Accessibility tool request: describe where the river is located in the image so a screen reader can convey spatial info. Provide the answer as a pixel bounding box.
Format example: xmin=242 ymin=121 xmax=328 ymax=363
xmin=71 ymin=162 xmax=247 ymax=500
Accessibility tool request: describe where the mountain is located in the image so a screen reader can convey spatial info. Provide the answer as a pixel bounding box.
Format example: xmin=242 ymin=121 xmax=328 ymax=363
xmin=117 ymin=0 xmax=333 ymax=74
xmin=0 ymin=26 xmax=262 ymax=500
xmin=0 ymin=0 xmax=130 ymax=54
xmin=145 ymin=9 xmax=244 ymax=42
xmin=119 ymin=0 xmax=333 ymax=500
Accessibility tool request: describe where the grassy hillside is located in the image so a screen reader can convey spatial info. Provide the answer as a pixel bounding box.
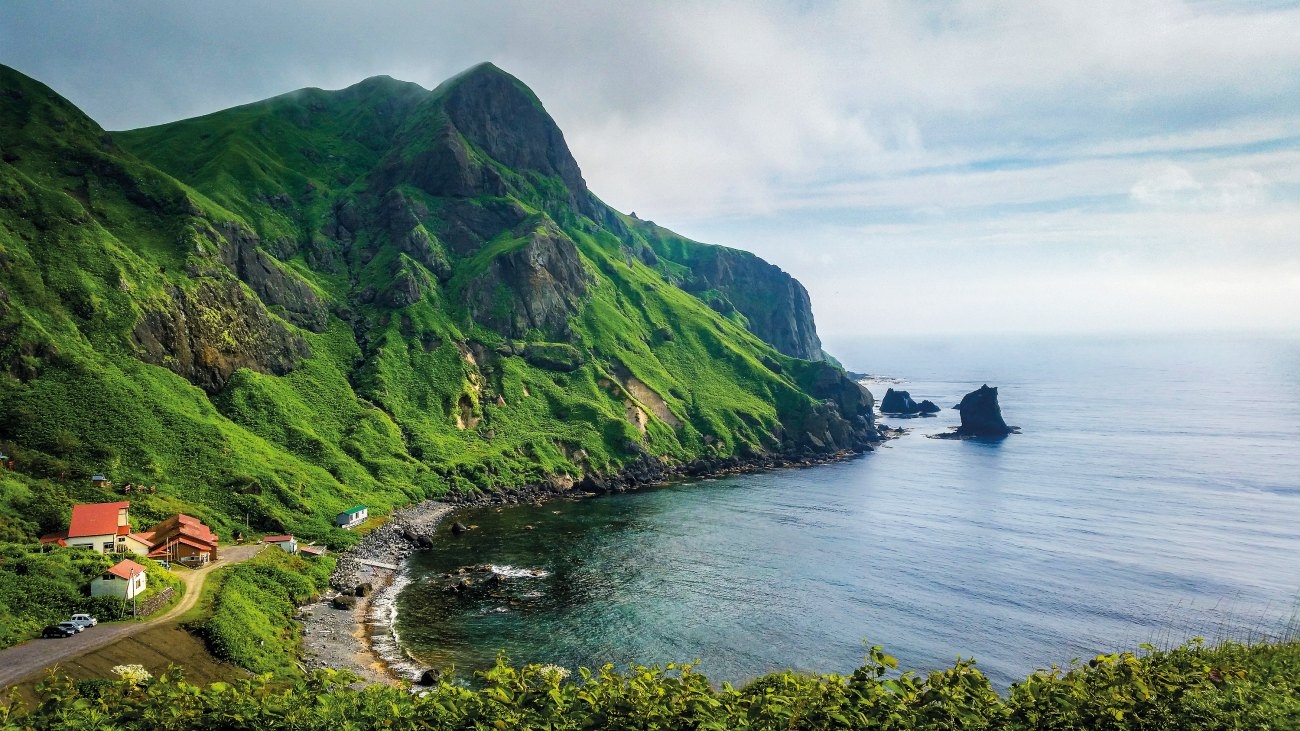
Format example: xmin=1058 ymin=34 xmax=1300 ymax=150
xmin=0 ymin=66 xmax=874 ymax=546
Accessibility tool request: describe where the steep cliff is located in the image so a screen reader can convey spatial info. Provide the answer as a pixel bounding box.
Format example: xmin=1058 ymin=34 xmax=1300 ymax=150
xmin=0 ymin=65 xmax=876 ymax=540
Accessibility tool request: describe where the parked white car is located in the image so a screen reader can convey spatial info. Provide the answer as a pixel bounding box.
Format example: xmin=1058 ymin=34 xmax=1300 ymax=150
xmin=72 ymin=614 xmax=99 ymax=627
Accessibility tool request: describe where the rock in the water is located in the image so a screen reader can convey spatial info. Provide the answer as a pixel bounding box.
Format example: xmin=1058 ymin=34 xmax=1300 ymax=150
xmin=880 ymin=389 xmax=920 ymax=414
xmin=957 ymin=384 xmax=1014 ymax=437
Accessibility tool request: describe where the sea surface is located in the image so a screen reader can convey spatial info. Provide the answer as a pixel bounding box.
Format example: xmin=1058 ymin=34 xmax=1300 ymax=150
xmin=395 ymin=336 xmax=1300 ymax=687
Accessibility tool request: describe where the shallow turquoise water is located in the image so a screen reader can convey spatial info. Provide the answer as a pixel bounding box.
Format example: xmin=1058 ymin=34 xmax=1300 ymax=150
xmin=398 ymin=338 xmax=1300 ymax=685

--

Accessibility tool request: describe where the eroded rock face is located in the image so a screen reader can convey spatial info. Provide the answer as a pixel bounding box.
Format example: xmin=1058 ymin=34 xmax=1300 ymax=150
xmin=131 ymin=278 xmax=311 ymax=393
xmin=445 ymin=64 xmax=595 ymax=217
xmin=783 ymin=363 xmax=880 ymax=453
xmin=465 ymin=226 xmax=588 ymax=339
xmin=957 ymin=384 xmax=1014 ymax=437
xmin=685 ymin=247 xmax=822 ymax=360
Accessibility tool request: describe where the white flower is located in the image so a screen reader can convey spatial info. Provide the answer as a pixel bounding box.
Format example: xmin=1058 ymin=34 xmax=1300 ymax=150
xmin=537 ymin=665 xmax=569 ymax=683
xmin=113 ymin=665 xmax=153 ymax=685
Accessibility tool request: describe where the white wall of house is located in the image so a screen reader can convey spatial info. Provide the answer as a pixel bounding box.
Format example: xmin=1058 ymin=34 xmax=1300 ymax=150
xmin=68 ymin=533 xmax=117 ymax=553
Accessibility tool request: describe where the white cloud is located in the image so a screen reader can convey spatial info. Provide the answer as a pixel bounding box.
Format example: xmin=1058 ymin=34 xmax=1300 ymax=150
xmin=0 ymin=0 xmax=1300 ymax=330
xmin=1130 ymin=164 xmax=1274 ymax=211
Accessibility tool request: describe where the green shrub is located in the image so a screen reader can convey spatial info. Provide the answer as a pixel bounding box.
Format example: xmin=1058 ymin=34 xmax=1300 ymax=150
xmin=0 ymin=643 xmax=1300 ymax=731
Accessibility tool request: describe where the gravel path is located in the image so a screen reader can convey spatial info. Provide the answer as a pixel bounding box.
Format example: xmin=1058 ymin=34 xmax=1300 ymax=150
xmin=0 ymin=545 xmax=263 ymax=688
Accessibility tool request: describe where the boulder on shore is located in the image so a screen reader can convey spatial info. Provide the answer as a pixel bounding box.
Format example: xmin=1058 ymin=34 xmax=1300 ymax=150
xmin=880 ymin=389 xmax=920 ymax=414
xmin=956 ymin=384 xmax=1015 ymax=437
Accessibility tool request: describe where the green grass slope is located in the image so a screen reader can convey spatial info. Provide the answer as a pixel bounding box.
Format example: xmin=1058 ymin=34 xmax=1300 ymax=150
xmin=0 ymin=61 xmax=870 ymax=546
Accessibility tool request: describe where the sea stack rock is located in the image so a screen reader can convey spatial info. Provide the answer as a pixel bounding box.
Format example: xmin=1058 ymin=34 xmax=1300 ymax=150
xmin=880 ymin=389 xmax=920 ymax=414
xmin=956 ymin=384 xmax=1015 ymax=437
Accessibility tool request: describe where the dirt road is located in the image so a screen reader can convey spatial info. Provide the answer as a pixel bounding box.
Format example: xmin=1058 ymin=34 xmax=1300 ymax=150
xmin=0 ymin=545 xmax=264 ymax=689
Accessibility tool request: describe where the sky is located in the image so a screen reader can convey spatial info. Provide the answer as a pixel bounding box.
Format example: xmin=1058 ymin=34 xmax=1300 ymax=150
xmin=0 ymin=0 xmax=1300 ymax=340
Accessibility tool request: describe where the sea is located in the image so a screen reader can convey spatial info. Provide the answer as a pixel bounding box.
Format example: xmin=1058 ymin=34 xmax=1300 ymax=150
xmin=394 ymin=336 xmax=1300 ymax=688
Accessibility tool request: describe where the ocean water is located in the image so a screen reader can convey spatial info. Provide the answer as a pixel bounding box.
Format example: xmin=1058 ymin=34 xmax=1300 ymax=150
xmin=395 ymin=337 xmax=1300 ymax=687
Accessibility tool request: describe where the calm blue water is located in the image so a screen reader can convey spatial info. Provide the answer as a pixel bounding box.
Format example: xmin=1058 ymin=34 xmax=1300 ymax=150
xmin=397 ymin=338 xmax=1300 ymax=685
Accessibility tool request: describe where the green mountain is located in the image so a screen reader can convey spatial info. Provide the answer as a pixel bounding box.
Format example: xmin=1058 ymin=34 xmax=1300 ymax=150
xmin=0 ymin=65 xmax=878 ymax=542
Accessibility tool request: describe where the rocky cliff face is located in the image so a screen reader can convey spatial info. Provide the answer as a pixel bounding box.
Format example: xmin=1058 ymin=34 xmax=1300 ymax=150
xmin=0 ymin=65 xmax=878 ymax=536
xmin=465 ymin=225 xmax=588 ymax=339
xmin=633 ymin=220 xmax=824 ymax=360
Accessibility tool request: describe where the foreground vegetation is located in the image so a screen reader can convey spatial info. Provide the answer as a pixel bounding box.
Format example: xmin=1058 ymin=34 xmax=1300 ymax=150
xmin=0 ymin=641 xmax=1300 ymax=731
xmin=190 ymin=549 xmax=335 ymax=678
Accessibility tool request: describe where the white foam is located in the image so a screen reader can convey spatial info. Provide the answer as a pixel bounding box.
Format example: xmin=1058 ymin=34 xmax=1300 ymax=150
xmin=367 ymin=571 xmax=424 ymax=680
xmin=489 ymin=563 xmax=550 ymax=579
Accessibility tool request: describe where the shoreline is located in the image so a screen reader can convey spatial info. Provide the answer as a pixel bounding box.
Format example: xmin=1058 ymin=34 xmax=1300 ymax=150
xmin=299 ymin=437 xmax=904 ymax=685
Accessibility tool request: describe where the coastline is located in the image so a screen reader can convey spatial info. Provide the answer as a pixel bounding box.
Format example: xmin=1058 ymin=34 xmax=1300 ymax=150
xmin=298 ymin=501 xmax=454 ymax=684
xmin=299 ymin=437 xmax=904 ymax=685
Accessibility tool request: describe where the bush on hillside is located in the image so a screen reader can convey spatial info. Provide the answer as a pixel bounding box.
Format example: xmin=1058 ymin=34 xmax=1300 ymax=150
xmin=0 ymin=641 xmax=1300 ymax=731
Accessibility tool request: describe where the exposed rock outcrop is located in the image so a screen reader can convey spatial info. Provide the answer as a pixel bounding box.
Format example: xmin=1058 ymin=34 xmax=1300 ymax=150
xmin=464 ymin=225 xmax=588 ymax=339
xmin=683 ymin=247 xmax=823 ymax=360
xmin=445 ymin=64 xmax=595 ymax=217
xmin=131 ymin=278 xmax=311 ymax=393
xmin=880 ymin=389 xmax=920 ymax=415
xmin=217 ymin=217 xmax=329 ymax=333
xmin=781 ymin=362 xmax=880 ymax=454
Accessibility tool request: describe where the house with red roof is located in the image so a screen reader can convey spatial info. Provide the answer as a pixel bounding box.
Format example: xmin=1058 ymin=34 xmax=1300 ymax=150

--

Exercise instructions:
Copy the data verbatim, beginning at the line that contains "Accessibility tool request: describe where the river" and stopping after the line that contains "xmin=0 ymin=66 xmax=874 ymax=546". Leave out any pictures.

Task result:
Accessibility tool request: describe where the river is located in the image so a screen reader can convey spatial info. Provide the answer as a pixel bounding box.
Format example: xmin=242 ymin=121 xmax=328 ymax=363
xmin=71 ymin=162 xmax=247 ymax=500
Accessibility tool request: describe where the mountain is located in the image so a screen reader can convey spatial info. Provide the answer as a pixel bounding box.
Format example: xmin=242 ymin=121 xmax=328 ymax=363
xmin=117 ymin=0 xmax=333 ymax=74
xmin=0 ymin=26 xmax=262 ymax=500
xmin=0 ymin=0 xmax=130 ymax=54
xmin=145 ymin=9 xmax=244 ymax=42
xmin=119 ymin=0 xmax=333 ymax=500
Accessibility tool request: describe where the grassy hillside is located in the image so a screen reader can convey spatial info. Provide the answer as a pixel bounding box.
Format example: xmin=1058 ymin=34 xmax=1300 ymax=150
xmin=0 ymin=66 xmax=874 ymax=546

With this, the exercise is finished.